» TASK DIRECTIONS
Convert every line of the records below into a JSON list of strings, one string per line, leaving out any blank lines.

» SUPPLIED DATA
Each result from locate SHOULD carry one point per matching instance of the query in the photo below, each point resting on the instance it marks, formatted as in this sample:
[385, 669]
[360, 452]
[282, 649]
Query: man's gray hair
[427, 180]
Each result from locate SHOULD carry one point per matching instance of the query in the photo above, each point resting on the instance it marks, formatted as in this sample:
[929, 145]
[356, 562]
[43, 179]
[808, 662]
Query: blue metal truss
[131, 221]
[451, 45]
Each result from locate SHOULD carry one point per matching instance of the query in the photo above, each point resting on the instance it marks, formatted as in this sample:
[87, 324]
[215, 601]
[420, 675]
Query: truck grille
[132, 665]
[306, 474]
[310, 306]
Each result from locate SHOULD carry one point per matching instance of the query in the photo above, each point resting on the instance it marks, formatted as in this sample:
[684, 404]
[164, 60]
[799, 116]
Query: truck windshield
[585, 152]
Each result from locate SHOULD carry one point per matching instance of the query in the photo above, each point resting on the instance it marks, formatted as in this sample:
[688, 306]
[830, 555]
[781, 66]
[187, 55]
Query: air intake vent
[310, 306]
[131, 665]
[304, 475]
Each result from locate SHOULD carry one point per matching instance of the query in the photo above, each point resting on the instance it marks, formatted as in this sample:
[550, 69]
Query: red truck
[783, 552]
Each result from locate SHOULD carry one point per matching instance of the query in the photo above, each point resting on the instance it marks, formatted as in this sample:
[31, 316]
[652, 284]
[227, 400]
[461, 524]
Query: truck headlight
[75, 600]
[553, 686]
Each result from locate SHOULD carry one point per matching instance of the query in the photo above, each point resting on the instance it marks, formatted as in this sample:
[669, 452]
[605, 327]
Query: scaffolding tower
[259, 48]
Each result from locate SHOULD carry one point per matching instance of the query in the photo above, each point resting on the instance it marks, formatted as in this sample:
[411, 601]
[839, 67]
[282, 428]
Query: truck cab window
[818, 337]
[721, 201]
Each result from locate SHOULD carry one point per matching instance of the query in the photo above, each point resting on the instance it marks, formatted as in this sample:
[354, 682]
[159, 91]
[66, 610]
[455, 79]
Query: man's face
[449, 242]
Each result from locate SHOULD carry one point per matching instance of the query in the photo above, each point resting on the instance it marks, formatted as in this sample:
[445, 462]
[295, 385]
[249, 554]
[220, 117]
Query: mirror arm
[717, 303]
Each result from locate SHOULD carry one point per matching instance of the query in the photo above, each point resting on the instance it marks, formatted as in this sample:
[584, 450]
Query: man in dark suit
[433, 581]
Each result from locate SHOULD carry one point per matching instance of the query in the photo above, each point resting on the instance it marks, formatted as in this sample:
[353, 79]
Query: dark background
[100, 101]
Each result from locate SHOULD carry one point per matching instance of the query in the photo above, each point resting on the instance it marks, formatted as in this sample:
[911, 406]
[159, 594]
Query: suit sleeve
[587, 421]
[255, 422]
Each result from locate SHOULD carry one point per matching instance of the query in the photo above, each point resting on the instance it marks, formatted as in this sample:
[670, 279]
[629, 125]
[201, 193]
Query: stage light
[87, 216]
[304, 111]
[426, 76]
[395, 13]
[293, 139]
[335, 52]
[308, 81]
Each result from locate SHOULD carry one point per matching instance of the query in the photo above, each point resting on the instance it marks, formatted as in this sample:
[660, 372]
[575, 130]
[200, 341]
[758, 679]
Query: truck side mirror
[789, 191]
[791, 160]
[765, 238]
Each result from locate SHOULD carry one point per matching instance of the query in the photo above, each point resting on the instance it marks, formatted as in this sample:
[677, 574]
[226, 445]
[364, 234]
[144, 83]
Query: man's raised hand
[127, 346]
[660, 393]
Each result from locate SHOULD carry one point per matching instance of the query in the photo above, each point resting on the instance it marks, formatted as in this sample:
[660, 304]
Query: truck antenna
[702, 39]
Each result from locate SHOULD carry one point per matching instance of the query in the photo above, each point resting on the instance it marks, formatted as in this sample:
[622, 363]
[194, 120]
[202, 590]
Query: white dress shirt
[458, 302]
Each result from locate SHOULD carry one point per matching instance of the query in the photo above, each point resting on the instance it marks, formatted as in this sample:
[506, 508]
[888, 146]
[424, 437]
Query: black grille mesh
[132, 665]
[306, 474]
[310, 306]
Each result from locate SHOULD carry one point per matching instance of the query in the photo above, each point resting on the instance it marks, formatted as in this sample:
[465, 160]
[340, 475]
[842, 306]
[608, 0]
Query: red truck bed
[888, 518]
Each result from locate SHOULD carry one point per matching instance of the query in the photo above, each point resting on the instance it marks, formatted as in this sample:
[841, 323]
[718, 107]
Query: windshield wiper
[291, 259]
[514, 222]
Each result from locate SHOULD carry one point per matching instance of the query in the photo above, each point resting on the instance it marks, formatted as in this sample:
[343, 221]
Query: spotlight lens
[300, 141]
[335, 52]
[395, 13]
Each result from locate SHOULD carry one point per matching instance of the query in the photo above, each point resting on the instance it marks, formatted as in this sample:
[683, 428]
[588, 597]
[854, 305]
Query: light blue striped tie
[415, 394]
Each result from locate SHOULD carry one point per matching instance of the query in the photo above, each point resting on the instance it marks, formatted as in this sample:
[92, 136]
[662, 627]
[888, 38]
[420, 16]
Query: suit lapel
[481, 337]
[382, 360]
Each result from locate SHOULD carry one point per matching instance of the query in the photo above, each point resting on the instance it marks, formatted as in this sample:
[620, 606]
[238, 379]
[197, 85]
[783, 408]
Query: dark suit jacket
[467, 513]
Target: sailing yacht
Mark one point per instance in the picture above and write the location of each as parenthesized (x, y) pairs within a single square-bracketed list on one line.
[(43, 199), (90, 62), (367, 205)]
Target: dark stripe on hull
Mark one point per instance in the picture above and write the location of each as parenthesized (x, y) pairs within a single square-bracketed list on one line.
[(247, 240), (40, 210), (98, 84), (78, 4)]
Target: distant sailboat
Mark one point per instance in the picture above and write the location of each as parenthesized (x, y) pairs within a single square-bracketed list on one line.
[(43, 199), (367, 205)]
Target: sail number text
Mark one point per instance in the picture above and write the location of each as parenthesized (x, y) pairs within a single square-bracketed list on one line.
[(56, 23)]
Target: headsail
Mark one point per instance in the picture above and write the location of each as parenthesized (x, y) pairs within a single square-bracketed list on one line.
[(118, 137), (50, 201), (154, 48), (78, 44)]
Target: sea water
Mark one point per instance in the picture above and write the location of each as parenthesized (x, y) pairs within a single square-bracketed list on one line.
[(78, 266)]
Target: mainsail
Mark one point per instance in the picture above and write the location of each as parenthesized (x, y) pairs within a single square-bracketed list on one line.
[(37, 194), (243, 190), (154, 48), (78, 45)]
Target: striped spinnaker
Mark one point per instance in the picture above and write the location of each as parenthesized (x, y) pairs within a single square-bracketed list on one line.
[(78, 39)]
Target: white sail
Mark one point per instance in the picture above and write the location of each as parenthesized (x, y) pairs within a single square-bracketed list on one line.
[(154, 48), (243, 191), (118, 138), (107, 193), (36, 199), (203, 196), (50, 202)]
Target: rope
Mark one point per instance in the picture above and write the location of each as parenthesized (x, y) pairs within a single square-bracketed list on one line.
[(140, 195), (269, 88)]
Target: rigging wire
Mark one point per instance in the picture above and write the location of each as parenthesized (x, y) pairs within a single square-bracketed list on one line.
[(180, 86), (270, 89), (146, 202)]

» FULL OUTPUT
[
  "Each result from locate SHOULD carry one point per matching instance of the query in the photo below, each point resting on the instance it marks, formatted as in this sample:",
  "[385, 669]",
  "[360, 452]",
  "[282, 649]",
  "Query: man's gray hair",
  "[427, 180]",
  "Each result from locate SHOULD carry one point per matching instance of the query in the photo above, each point resting on the instance it marks, formatted as in this sample:",
  "[929, 145]",
  "[356, 562]",
  "[43, 179]",
  "[808, 662]",
  "Query: blue metal truss",
  "[131, 221]",
  "[451, 45]",
  "Each result from locate SHOULD carry one point per matching instance of the query in the photo above, each point resting on the instance it marks, formatted as in this sample:",
  "[87, 324]",
  "[215, 601]",
  "[420, 675]",
  "Query: truck grille",
  "[132, 665]",
  "[306, 474]",
  "[310, 306]",
  "Each result from locate SHOULD carry one point per matching instance of the query in the photo above, each point resting on the instance it marks, formatted as in this sample:",
  "[684, 404]",
  "[164, 60]",
  "[799, 116]",
  "Query: truck windshield",
  "[585, 152]",
  "Each result from locate SHOULD carry one point per matching instance of the query in the photo above, each point resting on the instance it marks, formatted as in this sample:",
  "[688, 306]",
  "[830, 555]",
  "[781, 66]",
  "[187, 55]",
  "Query: air intake vent",
  "[310, 306]",
  "[131, 665]",
  "[304, 475]",
  "Each result from locate SHOULD carry one point per matching instance of the query in the photo above, each point resting on the instance it marks, formatted as in this sample:",
  "[550, 69]",
  "Query: red truck",
  "[783, 552]",
  "Each result from locate SHOULD carry one point per matching instance of the query in the photo above, each point resting on the instance it marks, formatted as in this sample:",
  "[31, 316]",
  "[652, 284]",
  "[227, 400]",
  "[461, 524]",
  "Query: truck headlight",
  "[75, 600]",
  "[553, 686]",
  "Each result from locate SHOULD carry one point per matching instance of the query in the photo above, each point resting on the instance it marks, formatted as in this sample:",
  "[669, 452]",
  "[605, 327]",
  "Query: scaffolding tower",
  "[259, 48]",
  "Each result from locate SHOULD carry one point per matching instance of the query in the photo above, each point resting on the instance it marks, formatted as in this sample:",
  "[411, 601]",
  "[839, 67]",
  "[282, 428]",
  "Query: truck cab window",
  "[818, 337]",
  "[721, 201]",
  "Each result from locate SHOULD carry one point per matching instance of the query in the photo above, each point resting on the instance it marks, formatted as in this sample:",
  "[354, 682]",
  "[159, 91]",
  "[66, 610]",
  "[455, 79]",
  "Query: man's face",
  "[449, 242]",
  "Each result from locate SHOULD carry one point per matching instance of the query in the photo above, each point resting on the instance it marks, formatted as in this sample:",
  "[445, 462]",
  "[295, 385]",
  "[249, 554]",
  "[220, 117]",
  "Query: mirror arm",
  "[717, 303]",
  "Each result from locate SHOULD carry one point per matching instance of the query in the photo above, each point resting on the instance it marks, formatted as in this sample:",
  "[584, 450]",
  "Query: man in dark suit",
  "[433, 581]",
  "Each result from locate SHOULD carry one point per matching instance of the query in the photo above, each point resting on the instance it marks, formatted as in this sample:",
  "[353, 79]",
  "Query: dark background",
  "[100, 101]",
  "Each result from locate SHOULD carry one point per matching instance of the query in the photo above, each point resting on the instance it marks, formatted as in this sample:",
  "[911, 406]",
  "[159, 594]",
  "Query: suit sleeve",
  "[587, 421]",
  "[255, 422]",
  "Each result from locate SHOULD carry one point per matching instance of the query in the photo above, each point resting on the instance it marks, formatted as in this sample:",
  "[670, 279]",
  "[629, 125]",
  "[201, 193]",
  "Query: stage light",
  "[87, 216]",
  "[304, 111]",
  "[426, 76]",
  "[395, 13]",
  "[293, 139]",
  "[335, 52]",
  "[308, 81]",
  "Each result from locate SHOULD carry one point per matching instance of the query in the photo above, each point resting on the instance it marks, formatted as in this sample:",
  "[660, 372]",
  "[575, 130]",
  "[200, 341]",
  "[758, 679]",
  "Query: truck side mirror",
  "[789, 191]",
  "[791, 160]",
  "[765, 238]",
  "Each result from locate SHOULD carry one point per matching instance of the query in the photo above, each point resting on the instance it marks, formatted as in this sample:",
  "[677, 574]",
  "[226, 445]",
  "[364, 234]",
  "[144, 83]",
  "Query: man's raised hand",
  "[127, 346]",
  "[660, 393]",
  "Each result from locate SHOULD carry one point per matching instance of the query in the photo above, each point resting on the instance it marks, formatted as in this sample:",
  "[660, 304]",
  "Query: truck antenna",
  "[702, 39]",
  "Each result from locate SHOULD carry one point per matching instance of the query in the photo above, each point resting on the instance it marks, formatted as in this sample:",
  "[622, 363]",
  "[194, 120]",
  "[202, 590]",
  "Query: white dress shirt",
  "[458, 302]",
  "Each result from locate SHOULD carry one point per matching instance of the query in the photo above, each point resting on the instance it marks, formatted as in this sample:",
  "[506, 508]",
  "[888, 146]",
  "[424, 437]",
  "Query: black grille mesh",
  "[132, 665]",
  "[306, 474]",
  "[310, 306]",
  "Each result from locate SHOULD carry one point per matching instance of the query in the photo above, each point resting on the instance it marks, formatted as in this sample:",
  "[465, 160]",
  "[340, 475]",
  "[842, 306]",
  "[608, 0]",
  "Query: red truck bed",
  "[888, 518]",
  "Each result from locate SHOULD carry one point per matching instance of the query in the photo above, each point resting on the instance it marks, formatted as in this sample:",
  "[841, 323]",
  "[718, 107]",
  "Query: windshield wiper",
  "[291, 259]",
  "[514, 222]",
  "Each result from locate SHOULD carry one point per matching instance of the query in the photo above, each point resting on the instance it marks, formatted as in this sample:",
  "[343, 221]",
  "Query: spotlight lens",
  "[300, 141]",
  "[335, 52]",
  "[395, 13]",
  "Each result from locate SHOULD carry one point per matching instance of the query in the photo above, each point resting on the instance it marks, formatted as in this sample:",
  "[683, 428]",
  "[588, 597]",
  "[854, 305]",
  "Query: light blue striped tie",
  "[415, 394]",
  "Each result from locate SHOULD carry one point per matching instance of the query in the photo above, each point resting on the instance it marks, formatted as in this sample:",
  "[92, 136]",
  "[662, 627]",
  "[888, 38]",
  "[420, 16]",
  "Query: suit lapel",
  "[481, 337]",
  "[382, 360]",
  "Each result from locate SHOULD carry one point per matching instance of the query in the photo above, each point resting on the instance it marks, formatted as in this sample:",
  "[620, 606]",
  "[238, 379]",
  "[197, 85]",
  "[783, 408]",
  "Query: dark suit jacket",
  "[467, 513]",
  "Target: sailing yacht",
  "Mark one point per instance in the picture above and write the location of each as parenthesized (x, y) pairs within a single square-bracketed list on one line.",
  "[(43, 199), (90, 62), (367, 205)]",
  "Target: dark stripe on hull",
  "Mark one point per instance in the picture above and write the location of each as parenthesized (x, y) pairs within a single square-bracketed list on one line.",
  "[(247, 240), (40, 210), (98, 84), (78, 4)]",
  "Target: distant sailboat",
  "Mark one point per instance in the picture above and write the location of each as parenthesized (x, y) pairs within a single square-bracketed list on one line.",
  "[(43, 199), (367, 205)]",
  "Target: sail number text",
  "Mark one point per instance in the picture above and write the location of each as parenthesized (x, y) pairs within a single square-bracketed list on one line.",
  "[(56, 23)]",
  "Target: headsail",
  "Mark one point per instance in the picture above and write the location of each as parenthesized (x, y) pairs within a single square-bracketed list on one line.",
  "[(118, 137), (50, 201), (154, 48), (78, 44)]",
  "Target: sea water",
  "Mark one point per instance in the picture above and write the location of each as parenthesized (x, y) pairs within a single square-bracketed list on one line.",
  "[(78, 266)]",
  "Target: mainsail",
  "Mark one point per instance in the picture above and write the location of each as parenthesized (x, y) pairs within a single square-bracketed list on one line.",
  "[(37, 194), (243, 190), (154, 48), (78, 45)]",
  "Target: striped spinnaker",
  "Mark one point per instance in the picture above and write the location of each as parenthesized (x, y) pairs within a single square-bracketed list on one line.",
  "[(78, 39)]",
  "Target: white sail",
  "Mark one point per instance in the picture above and write the location of each as parenthesized (x, y) pairs within a single square-bracketed list on one line.",
  "[(154, 48), (243, 191), (118, 138), (107, 193), (36, 199), (203, 196), (50, 202)]",
  "Target: rope",
  "Mark one point per instance in the picture above and write the location of each as parenthesized (x, y) pairs within a single square-bracketed list on one line.",
  "[(140, 195), (269, 88)]",
  "Target: rigging wire",
  "Mark one point per instance in the picture above and write the location of each as parenthesized (x, y) pairs within a single square-bracketed list on one line.",
  "[(180, 86), (270, 89), (146, 202)]"
]